(ACTIVITY): Write out, unchanged, the passage of the Verilog adaptation text that begins at the words "- Agentic Retrieval-Augmented" and stops after "mentioned fine-tuning techniques.".

(EXTRACT):
2. Dataset Construction
We prepare five distinct datasets to support various transformation techniques:
- Dataset 1: Verilog base code + variation description → varied Verilog code.
- Dataset 2: Python (PyVerilog) base code + variation description → varied code implementation in Python.
- Dataset 3: Verilog base code + variation description → X-Form function (in Python).
- Dataset 4: Hardware description → Verilog code (for training basic code generation).
- Dataset 5: Hardware description → Verilog design in Python (PyVerilog).
3. Data Preprocessing
The data undergoes a two-phase preprocessing pipeline:
- Stage 1: Syntax validation (VCS, SpyGlass), duplicate removal (MinHash, Jaccard), tokenization and parsing.
- Stage 2: Aligning Verilog/Python base codes with their variations and formatting for llm-fine-tuning.
4. Model Adaptation Approaches
a) PyVerilog-Based Adaptation
Uses Python as an intermediate representation with Verilog generated via PyVerilog. Incorporates:
- Parameter-Efficient Fine-Tuning (PEFT) methods: LoRA, QLoRA, Adapters.
- Agentic Retrieval-Augmented Generation (RAG) system to enhance context understanding.
- Mixture of Experts (MoE) to specialize in different types of variations.
b) Direct Verilog-Based Adaptation
Directly fine-tunes LLMs on Verilog code and variation tasks without relying on Python transformations. Utilizes MoE architecture to specialize in structural/functional categories of variations. Also using all three mentioned fine-tuning techniques.

(MATERIAL PROVIDED):
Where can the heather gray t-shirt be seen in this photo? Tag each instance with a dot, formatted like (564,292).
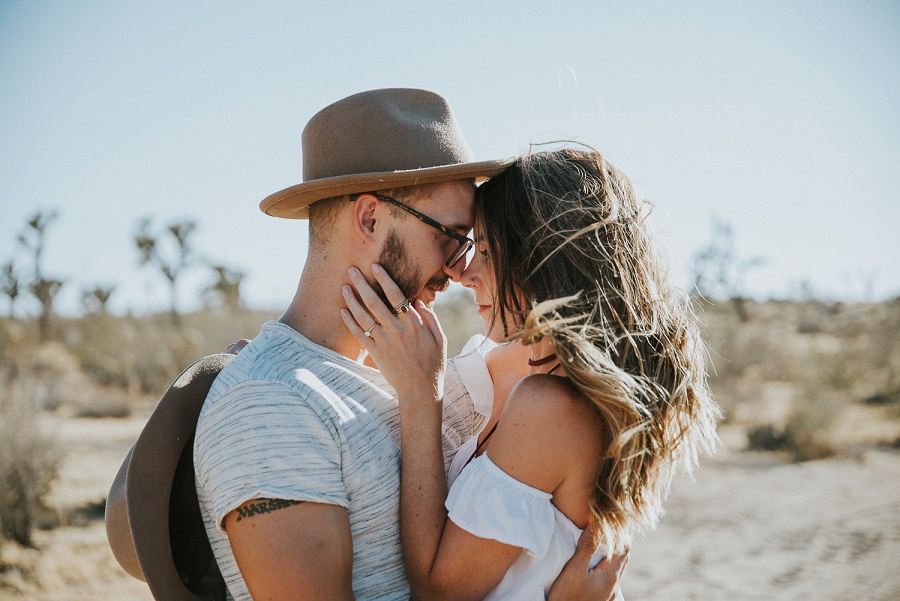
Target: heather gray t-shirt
(289,419)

(YOUR RESPONSE):
- Agentic Retrieval-Augmented Generation (RAG) system to enhance context understanding.
- Mixture of Experts (MoE) to specialize in different types of variations.
b) Direct Verilog-Based Adaptation
Directly fine-tunes LLMs on Verilog code and variation tasks without relying on Python transformations. Utilizes MoE architecture to specialize in structural/functional categories of variations. Also using all three mentioned fine-tuning techniques.